Most adults have experienced insomnia or sleeplessness at one time or another in their lives. However, some of the general population have chronic insomnia.
Insomnia is a symptom, not a stand-alone diagnosis or a disease. By definition, insomnia is "difficulty initiating or maintaining sleep, or both" or the perception of poor quality sleep. Insomnia may therefore be due to inadequate quality or quantity of sleep. Insomnia is not defined by a specific number of hours of sleep that one gets, since individuals vary widely in their sleep needs and practices. Although most of us know what insomnia is and how we feel and perform after one or more sleepless nights, few seek medical advice. Many people remain unaware of the behavioral and medical options available to treat insomnia.
Insomnia is generally classified based on the duration of the problem. Not everyone agrees on one definition, but generally:
- symptoms lasting less than one week are classified as transient insomnia,
- symptoms between one to three weeks are classified as short-term insomnia, and
- those longer than three weeks are classified as chronic insomnia.
Statistics on Insomnia
Insomnia affects all age groups. Among adults, insomnia affects women more often than men. The incidence tends to increase with age. It is typically more common in people in lower socioeconomic (income) groups, chronic alcoholics, and mental health patients. Stress most commonly triggers short-term or acute insomnia. If you do not address your insomnia, however, it may develop into chronic insomnia.

* * * * * * * * *

**Task instructions**
1) Decide whether each statement agrees with the insomnia passage, answering yes or no and quoting the words of the passage that settle it: (a) Insomnia is defined by a specific number of hours of sleep. (b) Among adults, women are affected by insomnia more often than men. (c) Symptoms lasting two weeks are classified as transient insomnia.
2) Set down word for word the portion of the insomnia passage starting with "Most adults have" and going on through "to treat insomnia.".

* * * * * * * * *

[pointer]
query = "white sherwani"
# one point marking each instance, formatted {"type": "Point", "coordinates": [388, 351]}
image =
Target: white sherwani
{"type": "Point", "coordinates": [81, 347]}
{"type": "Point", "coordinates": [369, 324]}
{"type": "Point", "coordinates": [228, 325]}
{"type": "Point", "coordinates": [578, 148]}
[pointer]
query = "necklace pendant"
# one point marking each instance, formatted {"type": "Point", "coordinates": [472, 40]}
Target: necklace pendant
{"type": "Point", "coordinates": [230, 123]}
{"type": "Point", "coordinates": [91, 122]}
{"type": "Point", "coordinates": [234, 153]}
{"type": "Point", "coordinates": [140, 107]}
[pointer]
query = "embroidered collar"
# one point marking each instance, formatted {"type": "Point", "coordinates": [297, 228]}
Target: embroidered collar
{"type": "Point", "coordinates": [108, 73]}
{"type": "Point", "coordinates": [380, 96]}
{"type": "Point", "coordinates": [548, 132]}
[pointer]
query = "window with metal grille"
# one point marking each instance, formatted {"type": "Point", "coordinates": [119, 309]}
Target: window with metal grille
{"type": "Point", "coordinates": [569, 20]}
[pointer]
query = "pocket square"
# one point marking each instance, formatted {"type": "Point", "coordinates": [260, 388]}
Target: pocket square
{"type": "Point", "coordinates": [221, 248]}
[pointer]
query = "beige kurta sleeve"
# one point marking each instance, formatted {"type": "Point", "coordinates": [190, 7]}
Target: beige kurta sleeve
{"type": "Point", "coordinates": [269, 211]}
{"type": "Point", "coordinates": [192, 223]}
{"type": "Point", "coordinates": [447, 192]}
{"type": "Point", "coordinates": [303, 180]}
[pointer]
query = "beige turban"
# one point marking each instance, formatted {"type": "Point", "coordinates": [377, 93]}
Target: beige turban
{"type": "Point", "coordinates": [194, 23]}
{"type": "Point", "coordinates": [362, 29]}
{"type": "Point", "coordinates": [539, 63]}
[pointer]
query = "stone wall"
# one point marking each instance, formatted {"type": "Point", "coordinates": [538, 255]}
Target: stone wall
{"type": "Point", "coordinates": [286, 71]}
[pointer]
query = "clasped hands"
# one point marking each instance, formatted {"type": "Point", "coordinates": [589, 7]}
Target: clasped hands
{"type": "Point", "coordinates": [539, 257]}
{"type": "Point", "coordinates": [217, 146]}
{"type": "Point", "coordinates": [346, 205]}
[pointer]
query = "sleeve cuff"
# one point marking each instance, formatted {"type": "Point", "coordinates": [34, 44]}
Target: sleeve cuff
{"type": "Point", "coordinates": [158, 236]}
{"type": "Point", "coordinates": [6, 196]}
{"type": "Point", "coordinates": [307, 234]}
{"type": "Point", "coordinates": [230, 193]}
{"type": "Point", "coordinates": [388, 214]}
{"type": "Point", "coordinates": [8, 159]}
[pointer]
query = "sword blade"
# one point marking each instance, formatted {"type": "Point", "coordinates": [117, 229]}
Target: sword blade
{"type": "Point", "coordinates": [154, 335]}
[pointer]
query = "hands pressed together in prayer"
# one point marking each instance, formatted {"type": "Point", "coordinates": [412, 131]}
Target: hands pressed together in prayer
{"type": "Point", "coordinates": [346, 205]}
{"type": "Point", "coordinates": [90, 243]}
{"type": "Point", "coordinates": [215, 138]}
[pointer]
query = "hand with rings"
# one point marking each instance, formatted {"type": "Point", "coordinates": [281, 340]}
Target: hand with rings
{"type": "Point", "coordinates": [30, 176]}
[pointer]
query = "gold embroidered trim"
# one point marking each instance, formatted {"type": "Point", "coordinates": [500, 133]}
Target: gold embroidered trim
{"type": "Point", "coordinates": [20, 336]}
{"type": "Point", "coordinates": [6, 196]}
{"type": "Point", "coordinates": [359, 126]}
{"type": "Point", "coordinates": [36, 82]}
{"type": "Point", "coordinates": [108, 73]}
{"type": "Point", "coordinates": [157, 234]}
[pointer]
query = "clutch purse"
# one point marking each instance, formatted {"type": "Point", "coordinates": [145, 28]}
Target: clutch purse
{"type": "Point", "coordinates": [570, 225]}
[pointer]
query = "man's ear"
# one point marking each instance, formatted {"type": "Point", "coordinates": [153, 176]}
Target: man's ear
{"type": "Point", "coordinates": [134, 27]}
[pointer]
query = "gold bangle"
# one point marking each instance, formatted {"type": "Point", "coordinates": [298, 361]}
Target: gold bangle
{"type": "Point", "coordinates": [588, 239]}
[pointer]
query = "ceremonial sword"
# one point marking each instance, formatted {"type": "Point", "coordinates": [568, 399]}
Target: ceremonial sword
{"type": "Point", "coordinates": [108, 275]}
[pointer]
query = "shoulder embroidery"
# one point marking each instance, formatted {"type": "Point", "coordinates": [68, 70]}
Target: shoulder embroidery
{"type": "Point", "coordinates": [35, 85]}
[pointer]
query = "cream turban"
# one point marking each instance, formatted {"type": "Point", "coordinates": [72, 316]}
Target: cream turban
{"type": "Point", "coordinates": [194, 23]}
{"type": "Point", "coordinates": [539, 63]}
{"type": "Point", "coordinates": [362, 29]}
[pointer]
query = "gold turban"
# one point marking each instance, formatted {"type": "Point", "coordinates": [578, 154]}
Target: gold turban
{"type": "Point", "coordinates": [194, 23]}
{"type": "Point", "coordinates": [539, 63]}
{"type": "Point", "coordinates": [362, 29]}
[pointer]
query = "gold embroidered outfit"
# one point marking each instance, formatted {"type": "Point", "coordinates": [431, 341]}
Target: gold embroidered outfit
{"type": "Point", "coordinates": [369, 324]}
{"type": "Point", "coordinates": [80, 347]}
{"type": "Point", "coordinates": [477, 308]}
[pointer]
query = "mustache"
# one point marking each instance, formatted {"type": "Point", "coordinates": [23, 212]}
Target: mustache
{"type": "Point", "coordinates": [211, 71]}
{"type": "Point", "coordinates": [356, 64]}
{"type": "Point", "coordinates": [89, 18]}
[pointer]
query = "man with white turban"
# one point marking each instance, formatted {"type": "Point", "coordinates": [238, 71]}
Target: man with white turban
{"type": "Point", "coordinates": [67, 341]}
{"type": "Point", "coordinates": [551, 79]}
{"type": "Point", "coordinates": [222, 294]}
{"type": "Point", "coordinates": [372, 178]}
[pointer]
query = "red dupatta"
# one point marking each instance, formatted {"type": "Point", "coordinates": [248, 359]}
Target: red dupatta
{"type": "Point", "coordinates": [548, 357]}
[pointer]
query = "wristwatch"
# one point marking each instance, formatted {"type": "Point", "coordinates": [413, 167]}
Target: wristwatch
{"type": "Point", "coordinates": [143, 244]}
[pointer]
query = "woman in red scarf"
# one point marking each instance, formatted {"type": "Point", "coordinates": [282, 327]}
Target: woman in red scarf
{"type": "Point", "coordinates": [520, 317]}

* * * * * * * * *

**Answer list**
1)
(a) No: "Insomnia is not defined by a specific number of hours of sleep that one gets"
(b) Yes: "Among adults, insomnia affects women more often than men."
(c) No: "symptoms between one to three weeks are classified as short-term insomnia"

2)
Most adults have experienced insomnia or sleeplessness at one time or another in their lives. However, some of the general population have chronic insomnia.
Insomnia is a symptom, not a stand-alone diagnosis or a disease. By definition, insomnia is "difficulty initiating or maintaining sleep, or both" or the perception of poor quality sleep. Insomnia may therefore be due to inadequate quality or quantity of sleep. Insomnia is not defined by a specific number of hours of sleep that one gets, since individuals vary widely in their sleep needs and practices. Although most of us know what insomnia is and how we feel and perform after one or more sleepless nights, few seek medical advice. Many people remain unaware of the behavioral and medical options available to treat insomnia.